ASSIGNMENT
Could you copy out the passage about the Marin Conservation League word for word, from "Getting down to" up to and including "Tamalpais State Park."?

------ TEXT UNDER STUDY ------

    Take Caroline Livermore, a mother of five who founded the Marin Conservation League in 1934 and established the Marin Art and Garden League in the1940s. Caroline and her female eco-comrades—Sepha Evers, Helen van Pelt, and Portia Forbes, among others—were a powerful force. Although they were often best known by their husbands’ familiar names, they were effective political operators themselves.
    Getting down to Green Business
    At the league’s urging, the Marin Board of Supervisors adopted the first county zoning ordinance in the state in 1937 and also produced a recreation plan. This served as an example for planning all around the Bay Area after WWII. The league ladies secured the first parks in Marin: Drake’s Beach in 1938, Stinson Beach in 1939, and Shell Beach in 1943. They convinced the state to purchase Samuel P. Taylor State Park in 1940 and Tomales Bay State Park in 1948. Member Verna Dunshee worked doggedly to expand Tamalpais State Park.

------ RECORDS SUPPLIED ------

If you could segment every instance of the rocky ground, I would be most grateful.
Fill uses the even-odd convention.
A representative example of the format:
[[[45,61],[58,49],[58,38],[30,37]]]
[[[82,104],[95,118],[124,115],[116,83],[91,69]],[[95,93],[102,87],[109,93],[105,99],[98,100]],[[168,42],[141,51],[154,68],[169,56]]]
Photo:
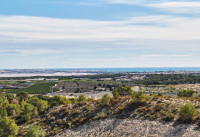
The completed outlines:
[[[200,137],[200,129],[197,125],[115,118],[68,129],[55,137]]]

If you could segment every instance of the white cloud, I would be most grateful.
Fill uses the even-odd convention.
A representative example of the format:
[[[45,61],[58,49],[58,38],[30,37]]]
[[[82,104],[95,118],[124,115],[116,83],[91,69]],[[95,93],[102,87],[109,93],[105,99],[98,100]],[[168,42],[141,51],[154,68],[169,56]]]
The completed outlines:
[[[149,25],[142,25],[142,24]],[[0,41],[200,40],[200,19],[142,16],[124,21],[0,16]]]
[[[11,49],[11,50],[0,50],[0,55],[20,55],[20,56],[31,56],[40,54],[55,54],[62,51],[53,49]]]
[[[147,6],[157,8],[163,11],[179,14],[199,14],[200,2],[163,2],[147,4]]]

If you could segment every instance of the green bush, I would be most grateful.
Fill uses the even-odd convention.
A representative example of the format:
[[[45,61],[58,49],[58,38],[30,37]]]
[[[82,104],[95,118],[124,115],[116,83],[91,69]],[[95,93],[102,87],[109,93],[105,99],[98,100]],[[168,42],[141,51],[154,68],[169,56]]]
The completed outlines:
[[[20,91],[16,96],[19,98],[20,102],[27,101],[29,98],[28,93],[25,91]]]
[[[178,92],[178,97],[193,97],[194,90],[182,90]]]
[[[87,98],[84,95],[80,95],[77,100],[78,102],[86,102]]]
[[[36,117],[38,115],[38,110],[33,105],[26,103],[22,105],[22,115],[21,120],[22,121],[29,121],[32,118]]]
[[[44,137],[45,132],[41,126],[30,126],[27,130],[26,137]]]
[[[133,95],[133,90],[131,89],[131,87],[118,87],[117,89],[115,89],[113,92],[113,97],[114,98],[118,98],[119,96],[127,96]]]
[[[67,99],[66,97],[55,95],[51,98],[50,102],[51,102],[51,106],[58,106],[58,105],[69,104],[70,100]]]
[[[19,127],[14,120],[4,117],[0,120],[0,137],[15,137]]]
[[[21,113],[19,104],[9,104],[6,110],[9,116],[18,116]]]
[[[100,101],[100,104],[101,105],[108,105],[110,104],[110,100],[111,100],[111,97],[108,95],[108,94],[105,94],[102,98],[101,98],[101,101]]]
[[[192,104],[186,104],[180,108],[179,120],[183,123],[191,123],[196,114],[195,107]]]
[[[37,97],[32,97],[28,102],[37,107],[38,112],[44,112],[49,108],[48,101],[40,100]]]

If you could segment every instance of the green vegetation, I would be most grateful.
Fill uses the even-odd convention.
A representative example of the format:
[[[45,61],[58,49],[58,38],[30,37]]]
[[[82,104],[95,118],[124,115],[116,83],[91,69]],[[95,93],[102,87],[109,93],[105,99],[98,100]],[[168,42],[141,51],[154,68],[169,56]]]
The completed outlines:
[[[179,120],[184,123],[191,123],[196,114],[195,107],[192,104],[186,104],[180,108]]]
[[[194,90],[181,90],[178,92],[178,97],[194,97]]]
[[[27,130],[26,137],[44,137],[45,132],[41,126],[30,126]]]
[[[120,96],[132,96],[133,95],[133,90],[131,87],[118,87],[113,91],[113,96],[115,98],[118,98]]]
[[[111,100],[111,97],[108,95],[108,94],[105,94],[102,98],[101,98],[101,101],[100,101],[100,104],[101,105],[108,105],[110,104],[110,100]]]
[[[2,93],[0,137],[53,136],[63,129],[110,117],[181,123],[200,121],[197,115],[200,98],[192,97],[192,90],[179,92],[178,98],[167,97],[162,93],[146,95],[144,92],[133,92],[127,86],[119,86],[112,93],[113,98],[105,94],[97,100],[84,95],[68,99],[59,95],[29,96],[25,91],[18,92],[16,96]],[[186,104],[188,102],[189,104]],[[181,106],[182,104],[186,105]]]
[[[3,117],[0,120],[0,137],[15,137],[18,134],[19,127],[14,120]]]
[[[55,92],[57,89],[53,88],[51,89],[56,82],[44,82],[44,83],[37,83],[34,85],[31,85],[30,87],[27,88],[22,88],[22,89],[7,89],[5,90],[7,93],[18,93],[20,91],[25,91],[29,94],[46,94],[46,93],[51,93],[52,90]]]
[[[77,100],[79,102],[85,102],[85,101],[87,101],[87,98],[84,95],[80,95]]]

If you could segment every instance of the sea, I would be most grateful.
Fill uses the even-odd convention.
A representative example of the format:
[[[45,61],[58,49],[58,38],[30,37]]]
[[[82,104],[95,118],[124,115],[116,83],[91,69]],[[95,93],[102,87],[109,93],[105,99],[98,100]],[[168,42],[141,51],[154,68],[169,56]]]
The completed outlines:
[[[200,71],[200,67],[141,67],[141,68],[71,68],[55,70],[86,70],[103,72],[164,72],[164,71]]]

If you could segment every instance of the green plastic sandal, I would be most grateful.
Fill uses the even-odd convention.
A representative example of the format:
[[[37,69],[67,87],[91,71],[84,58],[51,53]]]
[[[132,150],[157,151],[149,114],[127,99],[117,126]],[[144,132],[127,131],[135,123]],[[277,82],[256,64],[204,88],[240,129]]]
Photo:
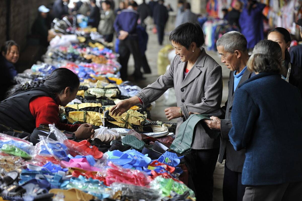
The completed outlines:
[[[31,159],[31,156],[22,149],[14,145],[5,144],[0,149],[0,151],[6,154],[20,156],[26,160]]]
[[[140,140],[134,136],[126,136],[122,139],[122,143],[129,145],[138,150],[141,150],[146,144],[143,141]]]

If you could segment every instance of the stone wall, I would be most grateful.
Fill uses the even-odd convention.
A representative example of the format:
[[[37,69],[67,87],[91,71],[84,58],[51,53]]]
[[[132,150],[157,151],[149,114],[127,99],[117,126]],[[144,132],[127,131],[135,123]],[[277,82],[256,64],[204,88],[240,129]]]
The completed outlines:
[[[0,0],[0,44],[6,40],[7,26],[9,27],[8,38],[14,40],[23,49],[26,45],[27,36],[38,15],[38,8],[48,5],[54,0]],[[9,21],[6,21],[7,5],[10,4]],[[9,5],[9,4],[8,4]]]
[[[6,2],[0,0],[0,46],[6,39]]]

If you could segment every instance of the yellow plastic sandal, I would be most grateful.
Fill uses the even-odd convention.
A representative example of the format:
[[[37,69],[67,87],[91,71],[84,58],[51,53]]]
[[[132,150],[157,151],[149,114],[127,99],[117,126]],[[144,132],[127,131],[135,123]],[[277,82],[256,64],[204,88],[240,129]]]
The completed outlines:
[[[68,190],[54,188],[50,190],[49,193],[53,193],[55,196],[58,194],[63,194],[64,201],[89,201],[95,197],[93,195],[75,188]]]

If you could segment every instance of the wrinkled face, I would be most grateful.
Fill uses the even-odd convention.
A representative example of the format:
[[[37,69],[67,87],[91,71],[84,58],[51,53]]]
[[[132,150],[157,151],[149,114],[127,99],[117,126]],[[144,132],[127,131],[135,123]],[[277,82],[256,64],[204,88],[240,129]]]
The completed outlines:
[[[8,50],[6,54],[4,53],[2,53],[2,54],[8,61],[14,64],[19,59],[19,53],[18,47],[15,45],[13,45],[11,47],[10,49]]]
[[[226,68],[232,71],[237,70],[240,66],[240,61],[237,54],[235,53],[230,53],[224,50],[222,46],[218,46],[217,51],[221,56],[221,62],[224,64]]]
[[[178,43],[175,43],[173,41],[172,41],[171,43],[175,50],[175,54],[178,55],[182,62],[187,62],[192,57],[193,54],[192,53],[193,53],[191,50],[190,51],[190,47],[189,50],[188,50],[185,46]]]
[[[278,32],[273,31],[271,32],[267,36],[267,40],[272,40],[277,42],[282,50],[282,58],[283,60],[285,59],[285,51],[291,45],[290,42],[287,43],[284,40],[283,35]]]

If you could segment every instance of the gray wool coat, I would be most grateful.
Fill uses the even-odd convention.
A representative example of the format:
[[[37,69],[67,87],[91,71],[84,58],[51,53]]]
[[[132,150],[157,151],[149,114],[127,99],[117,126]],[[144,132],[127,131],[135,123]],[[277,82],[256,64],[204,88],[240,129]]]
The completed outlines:
[[[165,74],[136,95],[143,106],[154,101],[168,89],[174,87],[177,106],[181,108],[185,119],[189,118],[190,112],[209,114],[219,109],[222,94],[221,67],[206,53],[203,48],[201,49],[201,54],[185,78],[186,63],[175,56]],[[176,135],[184,120],[182,117],[177,119]],[[210,138],[201,125],[197,126],[192,148],[212,149],[219,145],[219,138]]]

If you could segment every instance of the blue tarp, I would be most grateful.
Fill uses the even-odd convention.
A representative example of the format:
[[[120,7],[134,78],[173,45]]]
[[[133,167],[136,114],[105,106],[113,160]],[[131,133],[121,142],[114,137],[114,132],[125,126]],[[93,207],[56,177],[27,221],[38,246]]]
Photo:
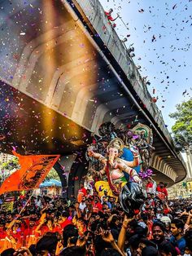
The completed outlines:
[[[58,181],[56,179],[50,179],[49,181],[44,181],[42,183],[40,184],[40,188],[45,188],[45,187],[62,187],[61,182]]]

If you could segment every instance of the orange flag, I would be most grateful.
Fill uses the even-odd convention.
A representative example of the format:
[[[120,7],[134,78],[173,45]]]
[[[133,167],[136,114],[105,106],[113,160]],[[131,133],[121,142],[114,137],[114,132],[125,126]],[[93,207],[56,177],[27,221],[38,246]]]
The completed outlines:
[[[0,195],[7,192],[37,188],[48,172],[58,161],[59,155],[21,156],[19,157],[20,169],[10,175],[0,188]]]

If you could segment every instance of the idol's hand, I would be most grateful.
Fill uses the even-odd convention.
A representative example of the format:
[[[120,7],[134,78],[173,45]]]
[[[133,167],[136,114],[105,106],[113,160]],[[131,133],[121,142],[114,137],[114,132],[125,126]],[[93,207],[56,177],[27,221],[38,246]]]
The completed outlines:
[[[137,183],[140,183],[142,182],[141,179],[137,175],[134,175],[133,177],[133,181]]]
[[[89,157],[94,157],[94,152],[93,152],[93,150],[91,148],[87,149],[87,154]]]
[[[130,151],[133,152],[134,156],[138,155],[138,148],[135,146],[130,146]]]

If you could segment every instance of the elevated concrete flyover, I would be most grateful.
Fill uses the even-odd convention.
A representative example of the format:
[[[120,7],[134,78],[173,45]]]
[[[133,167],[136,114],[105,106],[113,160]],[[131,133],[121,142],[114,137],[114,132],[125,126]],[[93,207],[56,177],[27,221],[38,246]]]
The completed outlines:
[[[79,154],[103,122],[141,122],[154,132],[157,177],[169,184],[185,177],[160,111],[98,1],[0,5],[2,151]]]

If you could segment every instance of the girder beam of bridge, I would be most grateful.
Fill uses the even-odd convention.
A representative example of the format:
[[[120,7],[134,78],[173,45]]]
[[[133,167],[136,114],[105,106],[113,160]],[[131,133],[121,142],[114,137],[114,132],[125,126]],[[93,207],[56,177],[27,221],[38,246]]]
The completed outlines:
[[[171,185],[185,177],[161,113],[99,1],[2,1],[1,7],[2,151],[76,154],[80,164],[102,123],[142,122],[154,133],[157,180]],[[83,175],[77,166],[71,162],[72,173]],[[81,177],[71,176],[76,190]]]

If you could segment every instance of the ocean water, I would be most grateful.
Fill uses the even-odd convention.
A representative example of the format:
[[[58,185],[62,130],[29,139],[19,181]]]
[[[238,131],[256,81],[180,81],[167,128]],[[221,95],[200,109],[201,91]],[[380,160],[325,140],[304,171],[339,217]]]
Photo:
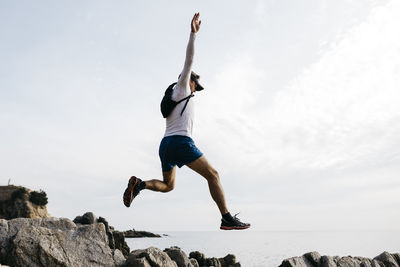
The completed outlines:
[[[178,246],[189,254],[198,250],[206,257],[235,254],[243,267],[279,266],[283,259],[318,251],[329,256],[373,258],[383,251],[400,252],[400,231],[358,232],[165,232],[162,238],[127,238],[131,250],[150,246]]]

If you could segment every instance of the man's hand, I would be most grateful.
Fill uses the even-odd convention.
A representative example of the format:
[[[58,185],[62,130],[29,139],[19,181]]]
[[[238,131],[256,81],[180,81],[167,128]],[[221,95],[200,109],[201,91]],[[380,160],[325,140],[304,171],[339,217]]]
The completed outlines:
[[[200,30],[201,20],[199,20],[200,13],[195,13],[192,19],[192,32],[197,33]]]

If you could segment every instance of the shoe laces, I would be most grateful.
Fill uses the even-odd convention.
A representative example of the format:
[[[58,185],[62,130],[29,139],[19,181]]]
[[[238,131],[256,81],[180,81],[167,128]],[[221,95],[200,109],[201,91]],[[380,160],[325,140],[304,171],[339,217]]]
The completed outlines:
[[[241,223],[240,219],[237,217],[239,214],[240,214],[240,212],[238,212],[238,213],[236,213],[235,215],[233,215],[233,219],[234,219],[235,221],[238,221],[238,222]]]

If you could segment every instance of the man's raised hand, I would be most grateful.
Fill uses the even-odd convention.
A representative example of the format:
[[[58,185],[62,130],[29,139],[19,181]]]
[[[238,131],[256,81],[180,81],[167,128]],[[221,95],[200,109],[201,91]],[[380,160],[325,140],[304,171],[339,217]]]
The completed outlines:
[[[200,24],[201,24],[201,20],[199,20],[200,17],[200,13],[195,13],[192,19],[192,32],[196,33],[200,30]]]

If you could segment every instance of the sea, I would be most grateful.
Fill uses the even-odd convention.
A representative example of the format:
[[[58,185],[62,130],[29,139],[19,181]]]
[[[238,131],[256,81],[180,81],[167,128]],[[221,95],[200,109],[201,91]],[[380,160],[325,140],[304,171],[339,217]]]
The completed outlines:
[[[384,251],[400,253],[400,231],[268,232],[210,231],[159,232],[161,238],[127,238],[131,250],[178,246],[186,254],[206,257],[234,254],[243,267],[277,267],[290,257],[318,251],[329,256],[374,258]]]

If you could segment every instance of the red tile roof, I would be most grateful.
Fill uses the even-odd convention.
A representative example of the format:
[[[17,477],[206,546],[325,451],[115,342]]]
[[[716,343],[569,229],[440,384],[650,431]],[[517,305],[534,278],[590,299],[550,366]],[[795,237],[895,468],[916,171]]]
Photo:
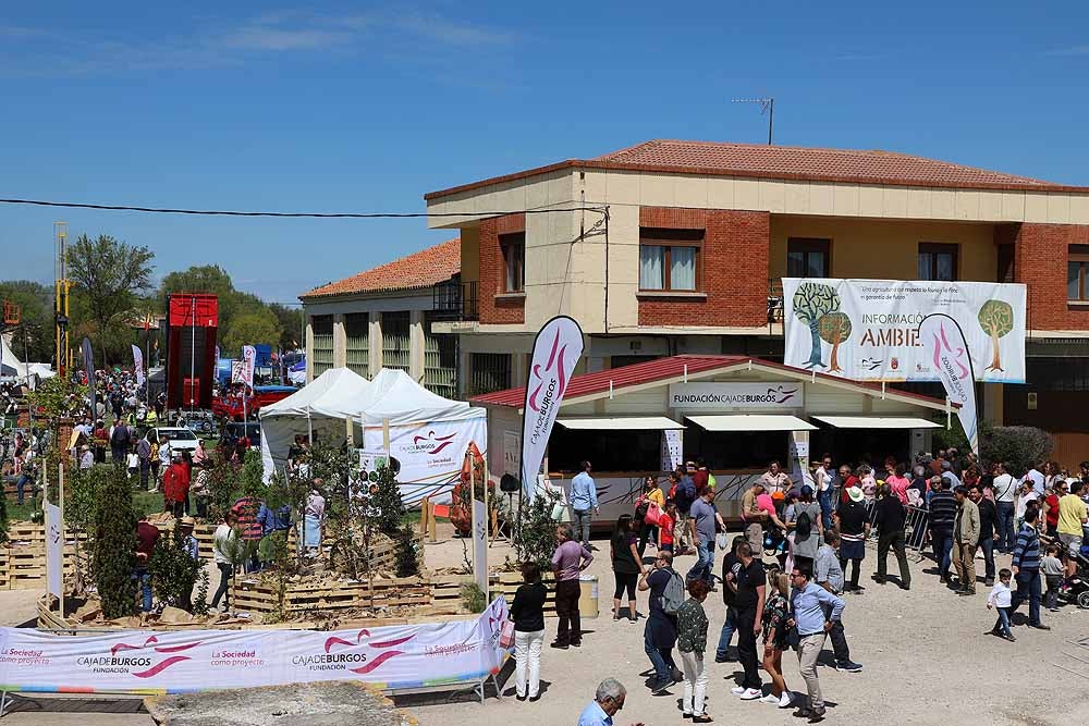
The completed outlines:
[[[654,139],[595,159],[568,159],[548,167],[432,192],[424,198],[433,199],[566,168],[889,186],[1089,192],[1089,187],[1054,184],[894,151]]]
[[[448,239],[442,244],[380,264],[366,272],[315,287],[298,296],[306,300],[332,295],[355,295],[396,290],[430,287],[450,280],[462,269],[462,241]]]
[[[749,356],[682,355],[671,356],[669,358],[656,358],[653,360],[648,360],[647,362],[633,364],[631,366],[622,366],[620,368],[611,368],[609,370],[601,370],[594,373],[575,376],[571,379],[571,382],[567,383],[567,390],[564,392],[563,397],[564,399],[570,401],[582,396],[605,393],[609,391],[610,384],[612,385],[612,390],[616,392],[632,385],[641,385],[644,383],[653,383],[654,381],[666,381],[670,379],[681,378],[684,376],[686,366],[688,368],[688,374],[694,376],[696,373],[712,371],[719,368],[727,368],[730,366],[736,366],[748,361],[751,361],[754,366],[760,366],[763,368],[773,368],[790,371],[792,373],[800,373],[806,377],[812,376],[812,372],[808,370],[794,368],[793,366],[784,366],[783,364],[776,364],[771,360],[752,358]],[[836,381],[839,383],[851,383],[852,385],[873,391],[881,390],[880,383],[851,381],[840,378],[839,376],[829,376],[827,373],[817,373],[817,378]],[[942,398],[933,398],[931,396],[908,393],[907,391],[898,391],[892,387],[886,389],[886,391],[895,393],[898,396],[917,398],[929,404],[945,405],[945,402]],[[525,401],[525,386],[507,389],[505,391],[495,391],[494,393],[486,393],[484,395],[469,398],[469,403],[477,406],[506,406],[510,408],[522,408]],[[956,406],[958,406],[958,404],[954,404],[954,407]]]

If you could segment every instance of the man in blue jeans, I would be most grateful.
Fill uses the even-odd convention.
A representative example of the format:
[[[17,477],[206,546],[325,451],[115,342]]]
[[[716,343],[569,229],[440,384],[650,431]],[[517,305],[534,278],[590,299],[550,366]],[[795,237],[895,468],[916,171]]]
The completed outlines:
[[[688,510],[688,531],[692,533],[692,541],[696,543],[698,556],[696,564],[685,576],[685,582],[702,579],[712,590],[714,589],[714,525],[721,521],[719,513],[711,505],[713,499],[714,492],[710,487],[705,487]]]
[[[571,480],[571,510],[575,514],[575,536],[589,550],[590,521],[598,514],[598,488],[590,476],[590,463],[582,462],[578,468],[580,471]]]
[[[1068,495],[1069,496],[1069,495]],[[1051,626],[1040,622],[1040,534],[1036,531],[1036,521],[1040,512],[1035,507],[1025,510],[1025,524],[1017,532],[1014,544],[1014,556],[1010,561],[1017,592],[1010,602],[1010,616],[1017,612],[1020,604],[1028,601],[1028,627],[1038,630],[1051,630]]]
[[[147,565],[159,537],[159,528],[147,520],[147,515],[142,516],[136,522],[136,571],[133,578],[139,583],[145,613],[151,612],[151,574],[147,571]]]
[[[741,559],[737,558],[737,547],[745,542],[745,536],[738,534],[730,545],[730,552],[722,558],[722,602],[726,605],[726,619],[722,623],[722,631],[719,633],[719,647],[714,650],[714,662],[726,663],[730,657],[730,640],[737,630],[737,611],[734,610],[734,593],[736,592],[737,571],[742,568]],[[733,575],[733,579],[726,575]]]

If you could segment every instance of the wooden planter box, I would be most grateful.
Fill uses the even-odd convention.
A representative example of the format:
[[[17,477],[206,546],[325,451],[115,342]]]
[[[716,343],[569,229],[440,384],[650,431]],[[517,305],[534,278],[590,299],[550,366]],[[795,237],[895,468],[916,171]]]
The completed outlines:
[[[548,589],[548,598],[544,600],[544,617],[555,617],[555,581],[552,573],[546,573],[541,578]],[[491,596],[503,595],[507,604],[514,602],[514,593],[522,586],[521,573],[500,573],[490,578],[489,590]],[[580,617],[598,616],[598,577],[597,575],[583,575],[579,578],[582,592],[578,596],[578,614]]]
[[[152,522],[159,528],[159,531],[163,536],[169,536],[174,528],[174,520],[168,519],[163,521]],[[215,559],[215,536],[216,529],[219,525],[200,524],[193,528],[193,537],[197,540],[197,554],[200,559],[205,562],[211,562]],[[419,536],[419,542],[423,542],[423,534]],[[287,554],[294,557],[297,553],[297,537],[295,536],[295,528],[292,527],[287,530]],[[332,544],[332,540],[325,540],[322,547],[328,547]],[[386,536],[376,534],[374,541],[370,545],[370,566],[374,569],[383,569],[387,567],[393,567],[396,563],[396,547],[393,541]]]
[[[454,613],[461,610],[461,586],[468,576],[433,578],[406,577],[367,581],[338,581],[320,585],[289,582],[284,611],[303,613],[346,612],[360,608],[412,607],[414,614]],[[279,586],[272,576],[240,576],[231,583],[231,607],[241,612],[272,613],[279,608]]]

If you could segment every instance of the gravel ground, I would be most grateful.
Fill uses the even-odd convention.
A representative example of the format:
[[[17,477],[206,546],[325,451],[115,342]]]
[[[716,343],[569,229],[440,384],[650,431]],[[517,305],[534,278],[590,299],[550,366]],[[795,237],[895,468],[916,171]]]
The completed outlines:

------

ANSWER FOR THE TASK
Getting down to Green Business
    At the league’s urging, the Marin Board of Supervisors adopted the first county zoning ordinance in the state in 1937 and also produced a recreation plan. This served as an example for planning all around the Bay Area after WWII. The league ladies secured the first parks in Marin: Drake’s Beach in 1938, Stinson Beach in 1939, and Shell Beach in 1943. They convinced the state to purchase Samuel P. Taylor State Park in 1940 and Tomales Bay State Park in 1948. Member Verna Dunshee worked doggedly to expand Tamalpais State Park.